Document section ::
The Soldier’s Tale was next in the long and proud lineage of works showing off the The Devil’s fiddle chops. A young soldier on leave stops on a roadside to play his violin and is overheard by The Devil, who offers him a trade: the violin for a book that contains stock prices FROM THE FUTURE. The trade is to last three days but, thanks to The Devil’s deception, is actually three years. Upon returning to his home village, the soldier is shocked to find everyone terrified of him as they believe him to be a ghost. The Devil, disguised as an old woman, agrees to sell the violin back to the soldier, but it does not play. The soldier casts the violin aside and tears up the book. The end.
Just kidding! There is a whole second half of the story that is almost entirely unrelated to the first beyond the characters of the soldier and The Devil. The soldier learns of a sleeping princess who is promised by the king to whoever can awaken her. Because he is still beholden to The Devil after the whole thing with the book from before, the soldier must figure out a way to break from his clutches, which he does by losing all the riches he gained from the book to The Devil in The Devil’s other favorite pastime, a game of cards. The soldier awakens the princess with his violin (which works now, I guess?) and decides to find his mother so that she can share in his newfound wealth and royalty. The Devil warns him that he cannot leave the castle without forfeiting his soul, but the soldier attempts to do so anyway. The Devil dances triumphantly and we all learn a valuable lesson in appreciating that which we have.

Dataset content ::
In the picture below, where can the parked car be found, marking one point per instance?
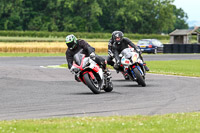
(150, 46)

What you will do ::
**1)** In the summary of The Soldier's Tale, what does The Devil offer the soldier in exchange for his violin?
**2)** Quote the summary of The Soldier's Tale word for word, everything from "The Soldier’s Tale" down to "book. The end.".
The listing comes from a different source than the text.

Solved problems ::
**1)** A book that contains stock prices from the future.

**2)**
The Soldier’s Tale was next in the long and proud lineage of works showing off the The Devil’s fiddle chops. A young soldier on leave stops on a roadside to play his violin and is overheard by The Devil, who offers him a trade: the violin for a book that contains stock prices FROM THE FUTURE. The trade is to last three days but, thanks to The Devil’s deception, is actually three years. Upon returning to his home village, the soldier is shocked to find everyone terrified of him as they believe him to be a ghost. The Devil, disguised as an old woman, agrees to sell the violin back to the soldier, but it does not play. The soldier casts the violin aside and tears up the book. The end.